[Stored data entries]
######
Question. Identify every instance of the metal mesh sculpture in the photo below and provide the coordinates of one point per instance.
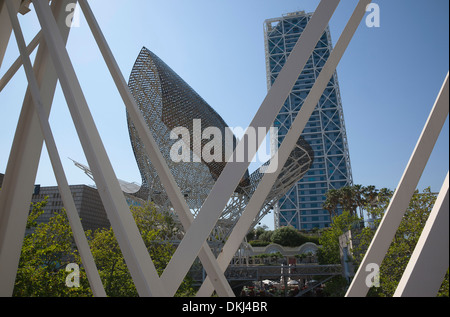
(167, 102)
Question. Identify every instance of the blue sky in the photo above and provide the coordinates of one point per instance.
(389, 77)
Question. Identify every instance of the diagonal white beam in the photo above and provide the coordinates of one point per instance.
(24, 158)
(429, 262)
(233, 171)
(18, 62)
(206, 256)
(289, 142)
(136, 255)
(402, 196)
(5, 27)
(72, 214)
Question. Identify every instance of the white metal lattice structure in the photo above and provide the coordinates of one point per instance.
(52, 63)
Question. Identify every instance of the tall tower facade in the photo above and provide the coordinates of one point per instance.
(301, 207)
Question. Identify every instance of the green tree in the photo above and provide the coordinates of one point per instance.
(156, 228)
(329, 252)
(50, 248)
(45, 254)
(288, 237)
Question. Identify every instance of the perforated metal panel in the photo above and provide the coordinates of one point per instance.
(167, 102)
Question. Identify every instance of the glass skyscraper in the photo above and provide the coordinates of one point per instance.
(301, 208)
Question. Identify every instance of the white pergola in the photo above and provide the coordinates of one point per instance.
(426, 268)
######
# Aim of the task
Would you please set down the data above again exactly, without its pictures?

# Exercise response
Question. Identify every instance of the metal mesh sculpture in the photo below and provide the coordinates of one point per instance.
(167, 102)
Question. Identify every instance of the blue sky in the photo above and provide the coordinates of one point per instance.
(389, 77)
Question. Identify every instance of the diagonal white beam in the photo above and provide the coordinates of one point per instance.
(24, 158)
(429, 262)
(233, 171)
(18, 62)
(206, 256)
(289, 142)
(136, 255)
(402, 196)
(5, 27)
(72, 214)
Question. Identify every instance of the white metal lattice structure in the photo above and provide the coordinates of one point per instance.
(52, 63)
Question. Identify every instance of the tall tower facade in the photo above and provide the coordinates of one point per instance.
(301, 207)
Question. Identify every instance of the green tree in the photo above and provide the coordinates of one point per instance.
(156, 228)
(329, 252)
(50, 248)
(45, 254)
(288, 237)
Question. Identify every instance of the perforated metal panel in the photo above and provide the coordinates of one point per instance.
(167, 102)
Question. Identify every instance of the glass skyscraper in the photo above and provide the coordinates of one point per instance.
(301, 208)
Question. Identify every instance of the white pergola in the photo above and provide the coordinates of one point per instance.
(426, 268)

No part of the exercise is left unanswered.